* **Exercise goal**: Please rewrite the data below as a numbered list, one line per item, with blank lines and the pictures left out.

[Photo object pointing data]
[Start]

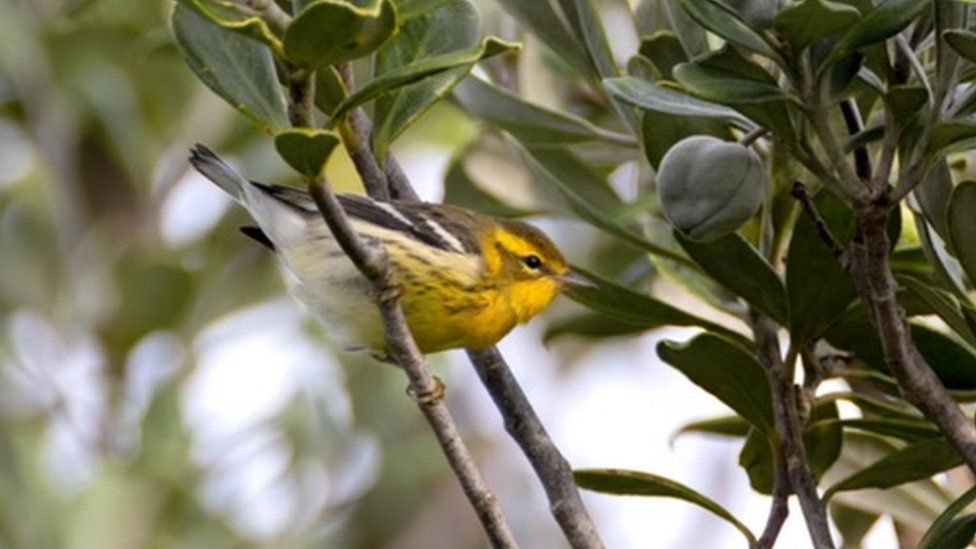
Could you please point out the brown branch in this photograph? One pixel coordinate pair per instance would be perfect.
(871, 269)
(524, 426)
(356, 135)
(521, 421)
(790, 430)
(852, 118)
(802, 195)
(779, 509)
(426, 390)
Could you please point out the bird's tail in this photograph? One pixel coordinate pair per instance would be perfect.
(219, 172)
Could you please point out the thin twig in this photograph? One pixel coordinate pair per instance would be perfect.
(779, 508)
(871, 269)
(356, 135)
(790, 429)
(524, 426)
(426, 390)
(852, 118)
(802, 195)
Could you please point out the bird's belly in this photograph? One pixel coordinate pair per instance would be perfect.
(475, 321)
(440, 316)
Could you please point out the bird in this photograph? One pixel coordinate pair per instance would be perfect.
(466, 279)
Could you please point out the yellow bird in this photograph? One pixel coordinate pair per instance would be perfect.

[End]

* **Written answer**:
1. Could you please point out the brown branch in this photograph? One pixel coordinate pair per instance would be perfect.
2. (871, 269)
3. (524, 426)
4. (356, 135)
5. (521, 421)
6. (790, 430)
7. (852, 118)
8. (802, 195)
9. (779, 509)
10. (426, 390)
11. Could you please point out the bird's tail in this photograph? One pixel coordinate pair per instance would be perfect.
12. (219, 172)
13. Could you please point out the thin twig in this photograph? One pixel coordinate pair per instance would be perfect.
14. (779, 508)
15. (871, 269)
16. (356, 135)
17. (790, 429)
18. (524, 426)
19. (426, 390)
20. (852, 118)
21. (802, 195)
22. Could you please point out the bird's belly in this photograph? One pixel coordinate pair per instance would be perfect.
23. (475, 321)
24. (440, 316)
25. Could you please point out the bird in this photograph? One pixel coordinate pair per instance would be perfect.
26. (466, 279)
27. Could you please point out the yellow bird in this photograph? One pixel coordinate pair per instance would be perfect.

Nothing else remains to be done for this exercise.